▸ ОТРЫВОК:
══════

Апогеем в ряду антипастернаковских выступлений в советской прессе того периода стала, как известно, статья о нем в газете Агитпропа «Культура и жизнь». Ее появление отметили за рубежом как очередное проявление тенденции СССР к полному разрыву с Западом, к изоляционизму[1342]. Но мемуарист рассказывает о неожиданно мягком впечатлении, произведенном ею:
И вот наконец ожидавшаяся проработочная статья появилась. Это было 22 марта 1947 года. Я тоже с нетерпением ждал ее, но, прочитав, вздохнул облегченно: при всей недобросовестности и умышленной тупости в ней не было окончательного «отлучения». Стало ясно, что на этот раз вопрос об исключении Пастернака из ССП не будет поставлен[1343].
Предупреждая ожидания, что его заставят апеллировать к верхам, Пастернак поспешил успокоить О. М. Фрейденберг в письме от 9 апреля:
Никому не писал, ни с кем не объяснялся. Кажется, дышу, насколько могу судить. <…> Но вообще ничего, нельзя жаловаться. А подспудная судьба — неслыханная, волшебная[1344].
Последнюю фразу публикаторы справедливо интерпретируют как намек на недавно дошедшее до Пастернака известие о выдвижении его кандидатуры на Нобелевскую премию. Отказавшись от каких бы то ни было обращений в правительственные инстанции («никому не писал»), Пастернак допускал, что рост за рубежом репутации его как «первого поэта современной России» — репутации, находившейся в разительном контрасте с вычеркиванием его имени «у себя дома» в бюрократических обзорах текущей литературы, — вынудит литературные власти к сдержанности в продолжающейся кампании. Конкретные предположения на этот счет возникли у него в связи с поездкой высокопоставленных администраторов Союза писателей Фадеева, Симонова и Шария в Англию. Можно было полагать, что, обнаружив там «подлинный культ» Пастернака и встретившись с кругом людей, из которого шло выдвижение его на Нобелевскую премию, советские литературные администраторы удержатся от соблазна подвергнуть его остракизму.

══════

[Записи разметки местоположений]

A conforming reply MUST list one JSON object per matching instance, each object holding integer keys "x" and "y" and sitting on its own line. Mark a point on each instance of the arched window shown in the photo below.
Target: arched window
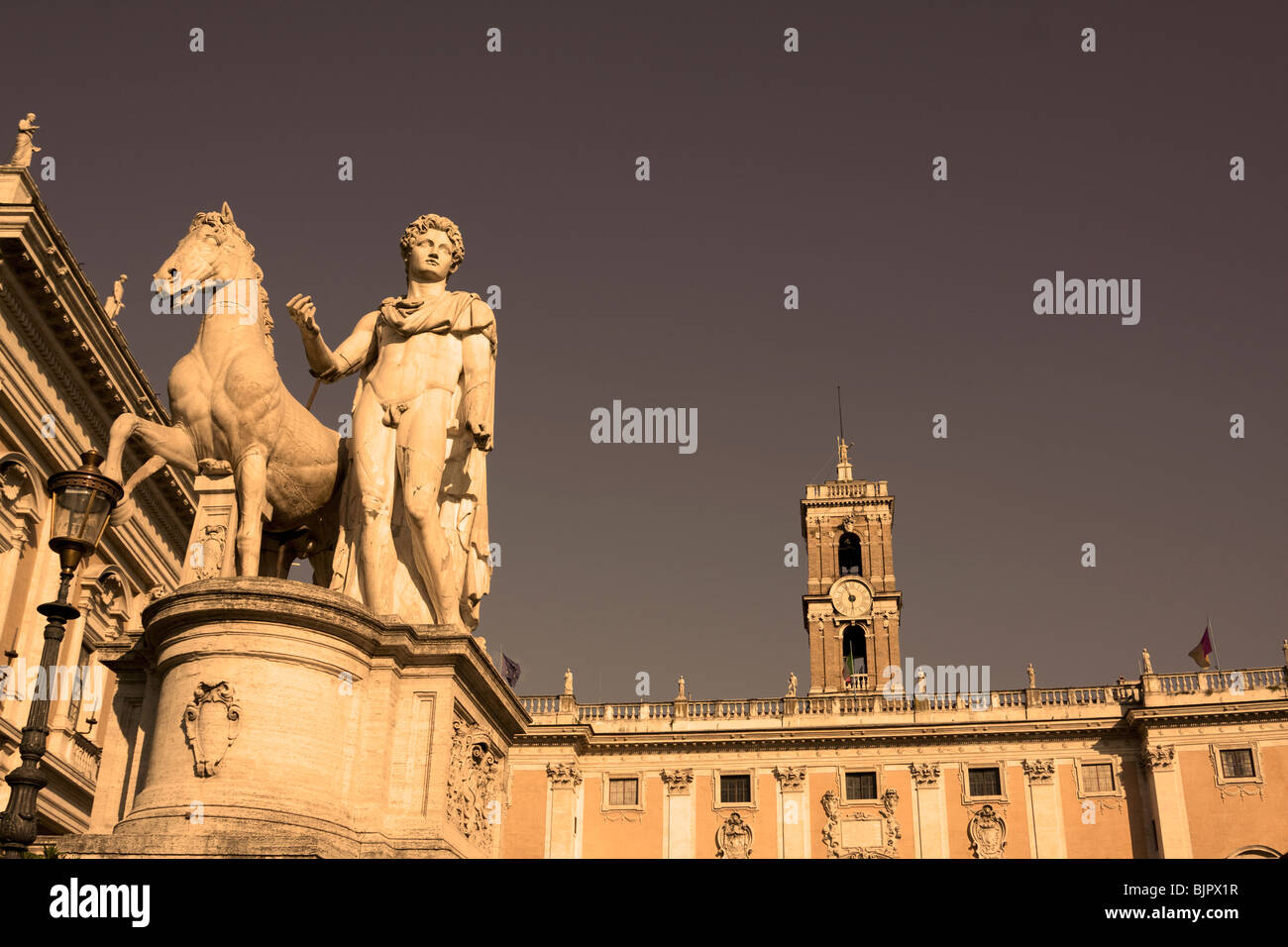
{"x": 849, "y": 554}
{"x": 855, "y": 656}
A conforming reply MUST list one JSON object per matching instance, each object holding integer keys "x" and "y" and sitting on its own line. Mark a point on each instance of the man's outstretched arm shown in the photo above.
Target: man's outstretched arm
{"x": 326, "y": 364}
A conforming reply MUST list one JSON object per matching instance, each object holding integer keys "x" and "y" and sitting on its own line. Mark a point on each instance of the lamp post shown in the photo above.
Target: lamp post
{"x": 82, "y": 500}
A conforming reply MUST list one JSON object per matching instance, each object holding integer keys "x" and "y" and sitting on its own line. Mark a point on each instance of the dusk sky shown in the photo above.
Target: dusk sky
{"x": 768, "y": 169}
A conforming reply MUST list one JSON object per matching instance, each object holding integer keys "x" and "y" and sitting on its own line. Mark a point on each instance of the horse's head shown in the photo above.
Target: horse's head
{"x": 214, "y": 253}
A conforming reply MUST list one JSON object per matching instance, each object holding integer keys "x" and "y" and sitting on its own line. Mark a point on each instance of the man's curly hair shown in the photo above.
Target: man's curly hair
{"x": 433, "y": 222}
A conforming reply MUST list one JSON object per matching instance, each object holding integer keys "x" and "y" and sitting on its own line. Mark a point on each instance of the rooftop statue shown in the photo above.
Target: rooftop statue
{"x": 230, "y": 407}
{"x": 24, "y": 146}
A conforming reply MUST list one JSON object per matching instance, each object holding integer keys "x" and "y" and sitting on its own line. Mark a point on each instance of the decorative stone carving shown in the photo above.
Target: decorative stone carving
{"x": 925, "y": 774}
{"x": 213, "y": 544}
{"x": 733, "y": 839}
{"x": 24, "y": 147}
{"x": 114, "y": 305}
{"x": 563, "y": 775}
{"x": 107, "y": 602}
{"x": 987, "y": 832}
{"x": 287, "y": 460}
{"x": 211, "y": 723}
{"x": 473, "y": 784}
{"x": 678, "y": 781}
{"x": 1158, "y": 757}
{"x": 791, "y": 779}
{"x": 1039, "y": 771}
{"x": 862, "y": 834}
{"x": 21, "y": 502}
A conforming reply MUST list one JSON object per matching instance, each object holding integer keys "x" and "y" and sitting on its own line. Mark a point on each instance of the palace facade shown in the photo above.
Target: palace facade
{"x": 849, "y": 764}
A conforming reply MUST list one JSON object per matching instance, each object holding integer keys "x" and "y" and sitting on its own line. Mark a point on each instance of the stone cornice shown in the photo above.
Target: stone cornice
{"x": 253, "y": 599}
{"x": 37, "y": 257}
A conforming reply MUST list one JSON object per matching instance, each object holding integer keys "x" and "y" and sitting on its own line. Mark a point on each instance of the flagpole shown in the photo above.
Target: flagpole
{"x": 1212, "y": 638}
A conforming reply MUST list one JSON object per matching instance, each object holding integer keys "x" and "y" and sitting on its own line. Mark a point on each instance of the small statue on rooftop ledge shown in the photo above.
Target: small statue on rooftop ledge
{"x": 24, "y": 147}
{"x": 114, "y": 304}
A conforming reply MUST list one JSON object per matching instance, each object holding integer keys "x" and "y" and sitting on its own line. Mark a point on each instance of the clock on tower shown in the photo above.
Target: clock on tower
{"x": 851, "y": 605}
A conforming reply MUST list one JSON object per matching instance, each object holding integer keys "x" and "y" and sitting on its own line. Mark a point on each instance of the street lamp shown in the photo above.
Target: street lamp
{"x": 82, "y": 500}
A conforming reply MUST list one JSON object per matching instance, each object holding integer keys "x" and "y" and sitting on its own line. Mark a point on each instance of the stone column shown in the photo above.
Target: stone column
{"x": 120, "y": 729}
{"x": 562, "y": 825}
{"x": 1046, "y": 819}
{"x": 928, "y": 805}
{"x": 1168, "y": 797}
{"x": 793, "y": 812}
{"x": 679, "y": 839}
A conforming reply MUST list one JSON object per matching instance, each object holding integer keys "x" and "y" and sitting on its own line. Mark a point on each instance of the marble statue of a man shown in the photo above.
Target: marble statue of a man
{"x": 24, "y": 147}
{"x": 413, "y": 538}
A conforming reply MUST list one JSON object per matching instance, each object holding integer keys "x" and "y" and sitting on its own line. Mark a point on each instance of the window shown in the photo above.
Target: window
{"x": 80, "y": 682}
{"x": 1098, "y": 777}
{"x": 735, "y": 789}
{"x": 623, "y": 791}
{"x": 861, "y": 787}
{"x": 1236, "y": 764}
{"x": 986, "y": 781}
{"x": 849, "y": 554}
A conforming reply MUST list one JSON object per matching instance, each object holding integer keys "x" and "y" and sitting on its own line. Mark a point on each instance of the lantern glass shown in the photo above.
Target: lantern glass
{"x": 80, "y": 517}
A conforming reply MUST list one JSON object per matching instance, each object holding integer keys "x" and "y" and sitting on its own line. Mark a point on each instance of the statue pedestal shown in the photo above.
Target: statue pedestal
{"x": 261, "y": 716}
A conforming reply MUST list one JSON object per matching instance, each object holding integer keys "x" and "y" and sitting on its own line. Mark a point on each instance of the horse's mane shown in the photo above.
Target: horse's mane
{"x": 224, "y": 224}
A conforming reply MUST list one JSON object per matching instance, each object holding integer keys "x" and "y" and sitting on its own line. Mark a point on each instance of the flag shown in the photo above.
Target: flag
{"x": 1203, "y": 648}
{"x": 510, "y": 671}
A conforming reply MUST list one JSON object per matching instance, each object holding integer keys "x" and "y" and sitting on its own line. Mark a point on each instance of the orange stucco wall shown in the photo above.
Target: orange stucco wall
{"x": 524, "y": 831}
{"x": 1219, "y": 826}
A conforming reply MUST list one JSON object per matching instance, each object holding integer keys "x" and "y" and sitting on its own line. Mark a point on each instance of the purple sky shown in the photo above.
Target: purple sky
{"x": 768, "y": 169}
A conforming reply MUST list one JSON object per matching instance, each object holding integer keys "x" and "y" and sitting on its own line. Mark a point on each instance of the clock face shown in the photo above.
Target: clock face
{"x": 851, "y": 598}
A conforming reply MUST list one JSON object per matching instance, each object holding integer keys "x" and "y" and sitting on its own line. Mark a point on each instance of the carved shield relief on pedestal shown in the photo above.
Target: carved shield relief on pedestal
{"x": 211, "y": 723}
{"x": 862, "y": 834}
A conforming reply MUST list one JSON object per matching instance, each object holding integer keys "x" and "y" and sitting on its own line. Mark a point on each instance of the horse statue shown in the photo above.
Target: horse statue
{"x": 231, "y": 411}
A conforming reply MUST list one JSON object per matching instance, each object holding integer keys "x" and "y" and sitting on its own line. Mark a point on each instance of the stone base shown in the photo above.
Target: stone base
{"x": 268, "y": 718}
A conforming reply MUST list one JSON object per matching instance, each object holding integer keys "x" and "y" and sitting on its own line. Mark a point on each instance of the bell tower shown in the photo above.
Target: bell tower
{"x": 850, "y": 604}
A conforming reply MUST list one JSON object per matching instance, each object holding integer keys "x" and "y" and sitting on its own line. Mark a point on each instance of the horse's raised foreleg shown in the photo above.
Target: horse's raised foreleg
{"x": 252, "y": 478}
{"x": 163, "y": 444}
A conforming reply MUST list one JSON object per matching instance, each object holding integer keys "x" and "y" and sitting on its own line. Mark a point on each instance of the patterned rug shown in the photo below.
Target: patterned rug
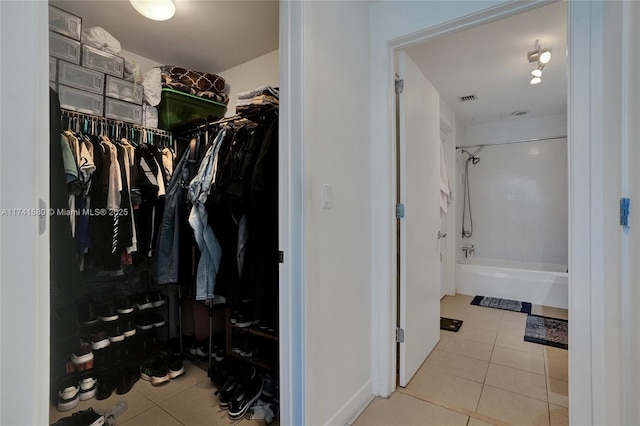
{"x": 547, "y": 331}
{"x": 506, "y": 304}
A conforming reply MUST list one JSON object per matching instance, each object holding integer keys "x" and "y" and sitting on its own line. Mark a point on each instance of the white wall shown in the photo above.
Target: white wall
{"x": 24, "y": 246}
{"x": 396, "y": 24}
{"x": 263, "y": 70}
{"x": 518, "y": 192}
{"x": 336, "y": 153}
{"x": 145, "y": 63}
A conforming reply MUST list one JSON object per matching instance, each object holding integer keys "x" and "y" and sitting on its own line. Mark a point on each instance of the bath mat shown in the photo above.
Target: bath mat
{"x": 506, "y": 304}
{"x": 547, "y": 331}
{"x": 450, "y": 324}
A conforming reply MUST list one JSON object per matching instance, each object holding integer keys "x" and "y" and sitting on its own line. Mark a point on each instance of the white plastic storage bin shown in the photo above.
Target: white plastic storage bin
{"x": 123, "y": 111}
{"x": 124, "y": 90}
{"x": 64, "y": 48}
{"x": 53, "y": 68}
{"x": 65, "y": 23}
{"x": 102, "y": 61}
{"x": 81, "y": 101}
{"x": 80, "y": 77}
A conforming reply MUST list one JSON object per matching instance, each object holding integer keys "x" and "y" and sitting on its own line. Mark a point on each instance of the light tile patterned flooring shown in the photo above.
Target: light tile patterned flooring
{"x": 483, "y": 374}
{"x": 187, "y": 400}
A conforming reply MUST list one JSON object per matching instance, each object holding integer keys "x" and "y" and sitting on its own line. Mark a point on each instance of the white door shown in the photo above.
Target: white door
{"x": 419, "y": 172}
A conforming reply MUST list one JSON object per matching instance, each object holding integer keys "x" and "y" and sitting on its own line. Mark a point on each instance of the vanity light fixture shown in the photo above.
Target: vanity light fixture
{"x": 156, "y": 10}
{"x": 540, "y": 56}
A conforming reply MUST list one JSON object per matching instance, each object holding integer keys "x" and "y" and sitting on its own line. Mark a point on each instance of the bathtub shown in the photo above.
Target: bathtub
{"x": 538, "y": 283}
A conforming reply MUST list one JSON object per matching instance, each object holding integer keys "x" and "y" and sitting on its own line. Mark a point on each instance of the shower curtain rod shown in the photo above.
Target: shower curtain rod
{"x": 512, "y": 142}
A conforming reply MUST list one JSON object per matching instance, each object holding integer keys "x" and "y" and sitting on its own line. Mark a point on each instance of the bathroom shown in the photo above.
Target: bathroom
{"x": 511, "y": 180}
{"x": 506, "y": 156}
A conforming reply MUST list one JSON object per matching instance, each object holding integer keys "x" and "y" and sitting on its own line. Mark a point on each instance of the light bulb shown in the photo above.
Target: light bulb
{"x": 545, "y": 57}
{"x": 157, "y": 10}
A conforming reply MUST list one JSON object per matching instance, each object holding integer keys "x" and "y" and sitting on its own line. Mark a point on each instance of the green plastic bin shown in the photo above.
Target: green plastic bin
{"x": 177, "y": 108}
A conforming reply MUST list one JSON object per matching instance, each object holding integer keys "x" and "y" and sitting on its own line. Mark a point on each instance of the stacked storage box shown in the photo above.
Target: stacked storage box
{"x": 81, "y": 73}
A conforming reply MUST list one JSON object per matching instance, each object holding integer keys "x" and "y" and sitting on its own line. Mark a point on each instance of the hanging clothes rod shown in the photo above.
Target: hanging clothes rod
{"x": 512, "y": 142}
{"x": 95, "y": 118}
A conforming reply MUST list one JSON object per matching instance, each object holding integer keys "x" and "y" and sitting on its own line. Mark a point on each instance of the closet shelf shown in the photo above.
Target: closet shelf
{"x": 264, "y": 365}
{"x": 256, "y": 331}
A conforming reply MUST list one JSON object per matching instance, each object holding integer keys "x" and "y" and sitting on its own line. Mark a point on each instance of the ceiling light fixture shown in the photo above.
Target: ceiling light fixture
{"x": 540, "y": 56}
{"x": 156, "y": 10}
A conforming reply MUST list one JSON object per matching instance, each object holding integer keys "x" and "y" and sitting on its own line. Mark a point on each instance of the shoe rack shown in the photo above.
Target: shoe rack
{"x": 258, "y": 339}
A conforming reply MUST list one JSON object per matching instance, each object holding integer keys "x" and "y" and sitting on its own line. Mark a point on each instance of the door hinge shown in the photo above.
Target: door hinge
{"x": 399, "y": 86}
{"x": 624, "y": 211}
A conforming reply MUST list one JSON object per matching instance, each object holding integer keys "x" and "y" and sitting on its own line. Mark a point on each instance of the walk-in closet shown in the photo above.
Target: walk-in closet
{"x": 164, "y": 213}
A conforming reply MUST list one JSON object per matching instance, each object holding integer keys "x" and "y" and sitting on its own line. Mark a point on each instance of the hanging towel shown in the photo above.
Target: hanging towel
{"x": 446, "y": 192}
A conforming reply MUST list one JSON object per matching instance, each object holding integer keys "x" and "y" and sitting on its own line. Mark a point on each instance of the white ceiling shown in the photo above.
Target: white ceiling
{"x": 491, "y": 61}
{"x": 205, "y": 35}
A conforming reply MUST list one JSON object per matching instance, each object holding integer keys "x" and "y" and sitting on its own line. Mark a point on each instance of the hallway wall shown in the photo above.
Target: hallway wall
{"x": 337, "y": 240}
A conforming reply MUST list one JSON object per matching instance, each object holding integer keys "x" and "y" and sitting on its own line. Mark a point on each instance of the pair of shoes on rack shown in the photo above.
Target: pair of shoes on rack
{"x": 240, "y": 391}
{"x": 86, "y": 417}
{"x": 162, "y": 369}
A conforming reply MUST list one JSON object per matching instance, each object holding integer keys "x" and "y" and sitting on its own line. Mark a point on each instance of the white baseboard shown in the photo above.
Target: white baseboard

══════

▸ ЗАДАНИЯ К УПРАЖНЕНИЮ:
- A) Перечислите фамилии всех руководителей Союза писателей, чья поездка в Англию упоминается в отрывке.
- B) Обновите участок отрывка от слов «Предупреждая ожидания, что» до слов «судьба — неслыханная, волшебная[1344].», заменив «поспешил» на «решил», и приведите этот участок целиком.

▸ ОЖИДАЕМЫЕ ОТВЕТЫ:
- A) Фадеев, Симонов, Шарий.

- B)
Предупреждая ожидания, что его заставят апеллировать к верхам, Пастернак решил успокоить О. М. Фрейденберг в письме от 9 апреля:
Никому не писал, ни с кем не объяснялся. Кажется, дышу, насколько могу судить. <…> Но вообще ничего, нельзя жаловаться. А подспудная судьба — неслыханная, волшебная[1344].